▶ _Exercise directions_:
Which lines in the material below contain the word "harvested"? Find each one and copy it out in full.

Entries from a pointing dataset
━━━━━━
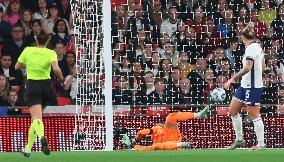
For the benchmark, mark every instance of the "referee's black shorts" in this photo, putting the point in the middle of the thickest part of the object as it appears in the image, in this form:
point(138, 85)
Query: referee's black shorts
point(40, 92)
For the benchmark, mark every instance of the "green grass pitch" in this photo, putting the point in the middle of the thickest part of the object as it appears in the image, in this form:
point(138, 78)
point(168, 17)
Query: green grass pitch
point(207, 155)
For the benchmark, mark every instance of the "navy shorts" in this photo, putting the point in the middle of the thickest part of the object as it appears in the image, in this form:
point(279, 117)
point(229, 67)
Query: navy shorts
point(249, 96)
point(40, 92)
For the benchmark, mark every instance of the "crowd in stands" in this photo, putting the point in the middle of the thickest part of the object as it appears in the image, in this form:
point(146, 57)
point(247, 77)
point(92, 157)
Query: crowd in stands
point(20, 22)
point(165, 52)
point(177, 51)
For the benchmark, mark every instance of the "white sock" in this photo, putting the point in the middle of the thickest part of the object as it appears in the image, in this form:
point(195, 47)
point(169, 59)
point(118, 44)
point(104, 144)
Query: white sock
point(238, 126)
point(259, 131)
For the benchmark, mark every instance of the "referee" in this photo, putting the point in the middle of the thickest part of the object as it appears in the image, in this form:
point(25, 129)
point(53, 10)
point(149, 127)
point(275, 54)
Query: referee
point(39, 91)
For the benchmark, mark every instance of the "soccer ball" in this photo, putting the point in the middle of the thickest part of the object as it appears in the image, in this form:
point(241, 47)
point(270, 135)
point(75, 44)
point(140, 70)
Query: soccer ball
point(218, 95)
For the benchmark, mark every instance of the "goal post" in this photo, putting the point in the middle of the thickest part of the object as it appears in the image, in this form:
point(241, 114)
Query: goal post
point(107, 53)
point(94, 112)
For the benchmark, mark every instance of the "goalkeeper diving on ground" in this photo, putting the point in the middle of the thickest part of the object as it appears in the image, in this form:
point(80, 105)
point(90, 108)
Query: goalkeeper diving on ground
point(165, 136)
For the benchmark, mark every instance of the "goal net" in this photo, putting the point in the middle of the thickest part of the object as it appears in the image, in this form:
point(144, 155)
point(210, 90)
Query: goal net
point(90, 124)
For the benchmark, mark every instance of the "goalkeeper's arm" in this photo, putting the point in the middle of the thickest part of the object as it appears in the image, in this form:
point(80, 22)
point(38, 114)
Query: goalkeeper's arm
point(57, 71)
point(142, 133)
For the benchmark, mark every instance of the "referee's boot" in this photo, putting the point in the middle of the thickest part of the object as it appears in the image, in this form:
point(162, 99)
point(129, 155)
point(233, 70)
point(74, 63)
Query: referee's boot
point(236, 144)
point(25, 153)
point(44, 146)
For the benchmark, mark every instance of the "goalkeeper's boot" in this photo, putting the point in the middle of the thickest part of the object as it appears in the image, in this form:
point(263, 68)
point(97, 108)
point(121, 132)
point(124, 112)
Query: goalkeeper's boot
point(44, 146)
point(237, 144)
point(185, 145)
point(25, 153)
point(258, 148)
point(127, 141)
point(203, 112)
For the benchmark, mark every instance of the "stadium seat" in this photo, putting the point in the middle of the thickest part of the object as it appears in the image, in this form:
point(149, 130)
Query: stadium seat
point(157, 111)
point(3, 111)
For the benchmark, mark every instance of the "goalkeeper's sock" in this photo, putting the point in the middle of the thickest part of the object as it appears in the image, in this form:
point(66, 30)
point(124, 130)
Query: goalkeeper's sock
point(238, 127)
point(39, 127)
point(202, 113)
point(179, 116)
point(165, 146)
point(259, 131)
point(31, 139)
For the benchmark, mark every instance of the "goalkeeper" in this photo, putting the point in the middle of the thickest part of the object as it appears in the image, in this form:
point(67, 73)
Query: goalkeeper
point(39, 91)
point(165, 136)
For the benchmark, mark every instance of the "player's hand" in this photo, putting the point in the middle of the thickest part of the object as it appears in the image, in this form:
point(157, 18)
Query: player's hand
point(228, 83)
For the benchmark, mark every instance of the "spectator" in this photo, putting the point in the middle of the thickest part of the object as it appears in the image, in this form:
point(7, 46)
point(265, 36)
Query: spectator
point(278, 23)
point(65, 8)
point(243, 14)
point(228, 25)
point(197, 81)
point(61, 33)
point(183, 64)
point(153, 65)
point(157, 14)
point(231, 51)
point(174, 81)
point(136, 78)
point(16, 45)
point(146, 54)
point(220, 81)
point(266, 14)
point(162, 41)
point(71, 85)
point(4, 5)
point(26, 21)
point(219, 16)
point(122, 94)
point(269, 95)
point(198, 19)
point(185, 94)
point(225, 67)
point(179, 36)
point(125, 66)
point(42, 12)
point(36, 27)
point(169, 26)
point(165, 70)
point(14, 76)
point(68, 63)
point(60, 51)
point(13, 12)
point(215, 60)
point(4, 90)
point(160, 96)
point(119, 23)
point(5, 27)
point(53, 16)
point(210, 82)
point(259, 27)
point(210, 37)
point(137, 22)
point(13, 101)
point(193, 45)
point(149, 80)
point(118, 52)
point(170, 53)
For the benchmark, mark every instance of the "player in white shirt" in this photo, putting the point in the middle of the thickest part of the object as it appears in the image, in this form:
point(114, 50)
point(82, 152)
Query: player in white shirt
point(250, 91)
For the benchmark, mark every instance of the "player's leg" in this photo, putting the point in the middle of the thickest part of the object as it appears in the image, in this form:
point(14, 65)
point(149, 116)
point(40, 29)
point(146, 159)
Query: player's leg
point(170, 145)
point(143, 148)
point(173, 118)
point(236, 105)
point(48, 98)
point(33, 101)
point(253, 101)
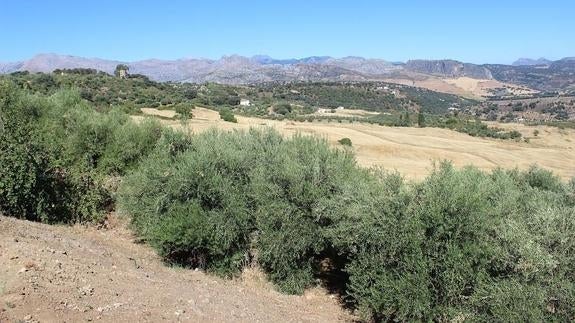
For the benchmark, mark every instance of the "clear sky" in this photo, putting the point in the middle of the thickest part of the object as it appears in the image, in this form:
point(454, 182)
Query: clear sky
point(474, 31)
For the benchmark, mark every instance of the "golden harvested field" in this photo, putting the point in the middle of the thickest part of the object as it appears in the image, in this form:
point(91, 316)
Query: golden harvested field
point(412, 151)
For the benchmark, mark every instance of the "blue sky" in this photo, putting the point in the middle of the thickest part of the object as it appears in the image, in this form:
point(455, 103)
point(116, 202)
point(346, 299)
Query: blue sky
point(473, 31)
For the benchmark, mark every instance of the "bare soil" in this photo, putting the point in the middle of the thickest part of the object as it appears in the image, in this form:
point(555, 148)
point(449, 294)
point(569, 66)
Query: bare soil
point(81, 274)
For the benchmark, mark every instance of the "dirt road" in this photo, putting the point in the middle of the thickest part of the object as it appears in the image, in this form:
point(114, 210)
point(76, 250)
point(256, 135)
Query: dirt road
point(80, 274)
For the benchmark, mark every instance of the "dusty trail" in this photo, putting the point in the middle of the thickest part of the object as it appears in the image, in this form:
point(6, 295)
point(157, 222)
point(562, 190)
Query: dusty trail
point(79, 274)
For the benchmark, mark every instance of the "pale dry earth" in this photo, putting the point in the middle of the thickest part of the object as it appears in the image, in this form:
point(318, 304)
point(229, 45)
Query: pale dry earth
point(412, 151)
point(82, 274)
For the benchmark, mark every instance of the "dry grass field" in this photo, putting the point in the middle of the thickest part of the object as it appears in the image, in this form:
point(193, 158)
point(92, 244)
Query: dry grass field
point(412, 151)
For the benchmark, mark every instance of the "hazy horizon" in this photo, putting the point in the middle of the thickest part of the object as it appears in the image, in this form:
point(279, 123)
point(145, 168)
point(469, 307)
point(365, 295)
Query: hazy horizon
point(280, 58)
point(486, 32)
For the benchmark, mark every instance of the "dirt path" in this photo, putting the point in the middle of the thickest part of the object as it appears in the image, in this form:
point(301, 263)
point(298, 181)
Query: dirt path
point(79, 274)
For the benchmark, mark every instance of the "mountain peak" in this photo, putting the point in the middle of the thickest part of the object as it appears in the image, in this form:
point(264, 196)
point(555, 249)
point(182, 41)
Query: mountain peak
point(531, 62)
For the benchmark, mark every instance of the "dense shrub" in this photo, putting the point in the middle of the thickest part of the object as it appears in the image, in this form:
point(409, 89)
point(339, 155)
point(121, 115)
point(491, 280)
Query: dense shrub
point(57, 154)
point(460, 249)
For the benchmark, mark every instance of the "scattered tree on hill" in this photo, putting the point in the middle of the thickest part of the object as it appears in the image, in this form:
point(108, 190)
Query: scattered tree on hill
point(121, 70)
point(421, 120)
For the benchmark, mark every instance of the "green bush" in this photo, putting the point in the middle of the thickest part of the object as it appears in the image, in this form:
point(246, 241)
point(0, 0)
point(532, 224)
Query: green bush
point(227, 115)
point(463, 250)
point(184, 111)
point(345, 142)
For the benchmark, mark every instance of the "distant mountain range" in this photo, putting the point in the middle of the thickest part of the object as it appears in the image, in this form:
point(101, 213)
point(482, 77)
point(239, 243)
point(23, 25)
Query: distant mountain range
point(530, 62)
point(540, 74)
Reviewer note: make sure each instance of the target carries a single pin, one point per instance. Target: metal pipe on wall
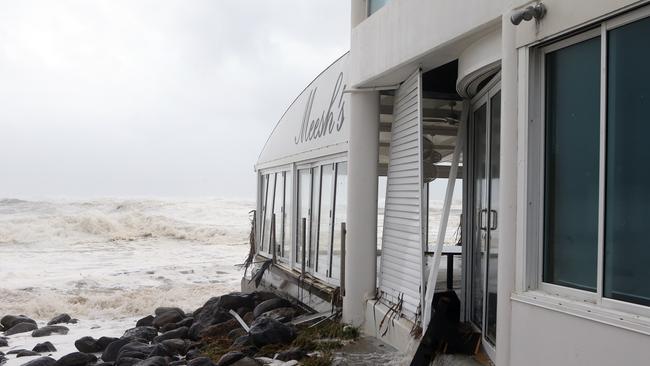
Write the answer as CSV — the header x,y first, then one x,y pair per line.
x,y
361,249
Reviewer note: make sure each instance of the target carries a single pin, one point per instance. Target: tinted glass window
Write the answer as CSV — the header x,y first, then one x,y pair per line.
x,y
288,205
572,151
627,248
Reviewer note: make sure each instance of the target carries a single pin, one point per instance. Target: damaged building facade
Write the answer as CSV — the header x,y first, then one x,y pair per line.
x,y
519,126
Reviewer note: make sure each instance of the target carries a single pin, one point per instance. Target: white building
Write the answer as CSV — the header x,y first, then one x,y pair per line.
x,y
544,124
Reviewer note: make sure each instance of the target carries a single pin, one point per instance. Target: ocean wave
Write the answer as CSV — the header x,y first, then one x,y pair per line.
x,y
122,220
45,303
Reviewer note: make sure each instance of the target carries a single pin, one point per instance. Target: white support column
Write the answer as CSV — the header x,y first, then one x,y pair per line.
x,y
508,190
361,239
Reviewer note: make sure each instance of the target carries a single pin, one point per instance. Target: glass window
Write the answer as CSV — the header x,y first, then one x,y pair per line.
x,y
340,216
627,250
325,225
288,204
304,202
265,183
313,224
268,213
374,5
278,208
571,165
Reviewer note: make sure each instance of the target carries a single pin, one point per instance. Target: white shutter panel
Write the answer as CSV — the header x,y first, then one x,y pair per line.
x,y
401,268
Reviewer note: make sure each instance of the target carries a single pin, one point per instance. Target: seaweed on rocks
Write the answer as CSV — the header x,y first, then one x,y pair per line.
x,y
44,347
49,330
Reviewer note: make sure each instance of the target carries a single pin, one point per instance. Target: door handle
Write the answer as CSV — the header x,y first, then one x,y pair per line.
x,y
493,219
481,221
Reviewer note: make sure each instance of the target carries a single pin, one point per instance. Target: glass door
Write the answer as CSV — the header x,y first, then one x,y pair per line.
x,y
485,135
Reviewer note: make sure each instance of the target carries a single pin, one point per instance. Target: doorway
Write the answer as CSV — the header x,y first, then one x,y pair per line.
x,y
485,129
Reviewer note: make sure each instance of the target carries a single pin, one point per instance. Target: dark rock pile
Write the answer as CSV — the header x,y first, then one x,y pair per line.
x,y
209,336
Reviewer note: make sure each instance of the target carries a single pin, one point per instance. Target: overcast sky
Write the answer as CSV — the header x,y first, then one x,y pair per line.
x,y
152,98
━━━━━━
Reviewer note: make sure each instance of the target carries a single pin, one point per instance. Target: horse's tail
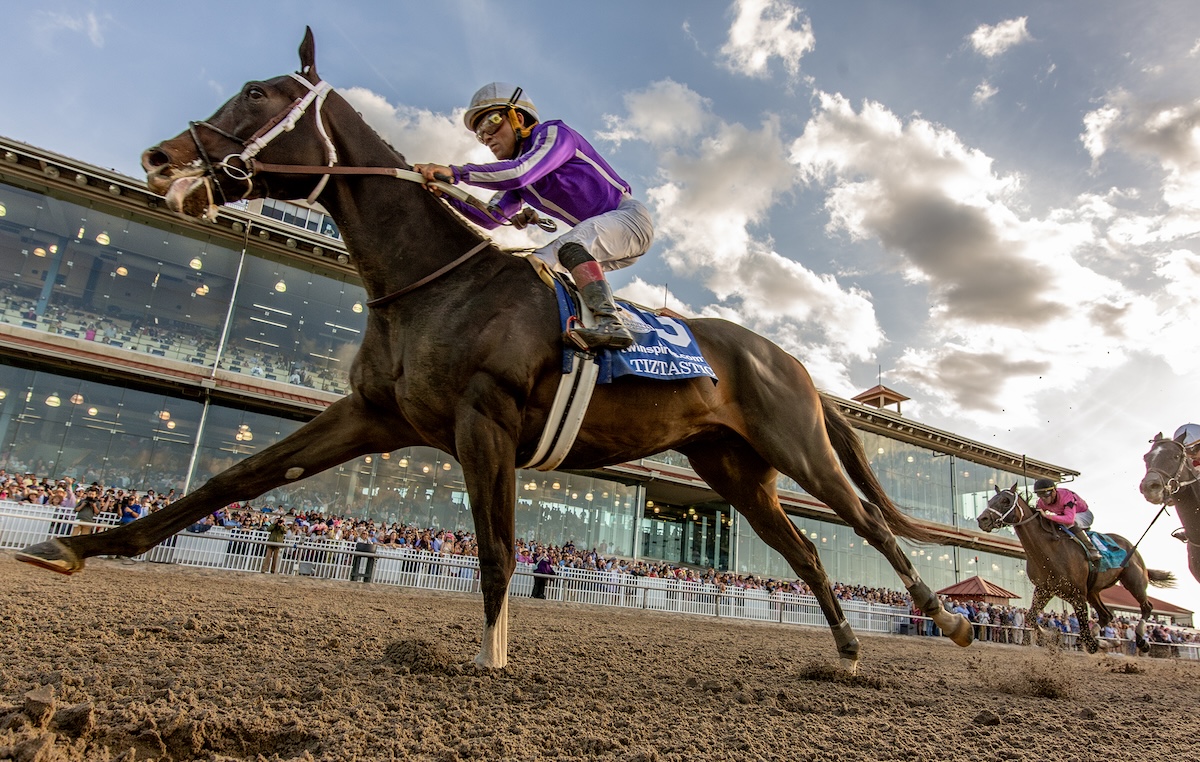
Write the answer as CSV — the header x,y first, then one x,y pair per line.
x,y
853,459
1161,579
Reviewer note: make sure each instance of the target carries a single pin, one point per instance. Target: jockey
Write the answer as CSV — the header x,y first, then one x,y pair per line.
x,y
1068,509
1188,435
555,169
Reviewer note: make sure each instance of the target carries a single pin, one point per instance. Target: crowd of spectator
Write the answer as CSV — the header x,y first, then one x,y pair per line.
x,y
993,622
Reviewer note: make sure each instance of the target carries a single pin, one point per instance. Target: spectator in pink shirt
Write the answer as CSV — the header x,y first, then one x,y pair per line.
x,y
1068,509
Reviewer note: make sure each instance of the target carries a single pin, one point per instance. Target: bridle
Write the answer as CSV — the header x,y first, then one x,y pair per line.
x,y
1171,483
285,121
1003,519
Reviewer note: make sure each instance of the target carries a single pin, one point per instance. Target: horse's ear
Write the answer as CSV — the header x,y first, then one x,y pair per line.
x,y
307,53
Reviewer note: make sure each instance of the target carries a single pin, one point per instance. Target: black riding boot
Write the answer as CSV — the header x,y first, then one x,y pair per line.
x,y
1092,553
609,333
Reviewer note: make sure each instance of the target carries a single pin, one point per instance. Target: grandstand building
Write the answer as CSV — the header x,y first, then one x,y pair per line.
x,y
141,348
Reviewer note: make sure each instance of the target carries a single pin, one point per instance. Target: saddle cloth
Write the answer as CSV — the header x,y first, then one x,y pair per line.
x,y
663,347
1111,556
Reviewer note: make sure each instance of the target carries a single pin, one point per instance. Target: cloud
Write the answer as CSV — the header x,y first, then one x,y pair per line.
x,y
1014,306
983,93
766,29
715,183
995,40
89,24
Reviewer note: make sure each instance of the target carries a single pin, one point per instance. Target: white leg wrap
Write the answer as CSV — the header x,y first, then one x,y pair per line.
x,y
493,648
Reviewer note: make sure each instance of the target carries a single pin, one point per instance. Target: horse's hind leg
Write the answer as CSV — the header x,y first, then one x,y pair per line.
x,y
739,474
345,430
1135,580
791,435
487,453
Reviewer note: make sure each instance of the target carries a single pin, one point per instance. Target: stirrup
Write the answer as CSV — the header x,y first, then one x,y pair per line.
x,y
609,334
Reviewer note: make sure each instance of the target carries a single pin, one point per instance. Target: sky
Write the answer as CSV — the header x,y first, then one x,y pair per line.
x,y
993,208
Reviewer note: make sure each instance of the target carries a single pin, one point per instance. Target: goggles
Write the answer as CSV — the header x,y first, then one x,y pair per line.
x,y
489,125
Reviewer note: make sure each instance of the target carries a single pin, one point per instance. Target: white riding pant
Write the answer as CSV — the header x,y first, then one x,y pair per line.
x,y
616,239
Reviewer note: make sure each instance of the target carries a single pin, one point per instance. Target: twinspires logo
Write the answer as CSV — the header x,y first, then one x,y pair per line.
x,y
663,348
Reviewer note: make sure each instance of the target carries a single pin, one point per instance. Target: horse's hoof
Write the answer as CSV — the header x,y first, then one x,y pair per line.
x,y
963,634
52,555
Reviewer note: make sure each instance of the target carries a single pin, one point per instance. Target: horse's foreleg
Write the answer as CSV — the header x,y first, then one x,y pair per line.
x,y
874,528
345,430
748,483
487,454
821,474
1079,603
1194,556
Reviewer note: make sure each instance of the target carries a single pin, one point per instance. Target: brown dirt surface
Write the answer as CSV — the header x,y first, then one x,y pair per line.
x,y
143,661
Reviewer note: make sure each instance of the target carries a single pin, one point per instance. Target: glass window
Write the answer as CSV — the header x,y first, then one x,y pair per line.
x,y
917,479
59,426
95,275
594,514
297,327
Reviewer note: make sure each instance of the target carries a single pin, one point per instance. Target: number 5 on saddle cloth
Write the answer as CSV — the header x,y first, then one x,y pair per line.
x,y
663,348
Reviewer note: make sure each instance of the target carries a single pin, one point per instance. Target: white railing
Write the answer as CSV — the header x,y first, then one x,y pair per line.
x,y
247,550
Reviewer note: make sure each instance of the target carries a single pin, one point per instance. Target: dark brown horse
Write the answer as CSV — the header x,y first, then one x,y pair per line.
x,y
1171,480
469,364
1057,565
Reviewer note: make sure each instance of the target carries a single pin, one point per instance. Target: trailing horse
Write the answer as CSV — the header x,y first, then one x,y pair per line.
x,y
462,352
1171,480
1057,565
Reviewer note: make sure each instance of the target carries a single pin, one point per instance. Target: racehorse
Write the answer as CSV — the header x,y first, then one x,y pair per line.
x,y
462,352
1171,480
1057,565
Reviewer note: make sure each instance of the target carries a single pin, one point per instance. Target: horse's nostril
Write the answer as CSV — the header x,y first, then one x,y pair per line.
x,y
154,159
━━━━━━
▶ _Answer below_:
For the benchmark, mark every instance of the "golden harvested field" in this photo, putting the point in the middle of the thickest part of the object as it appears in the image, in this form:
Query: golden harvested field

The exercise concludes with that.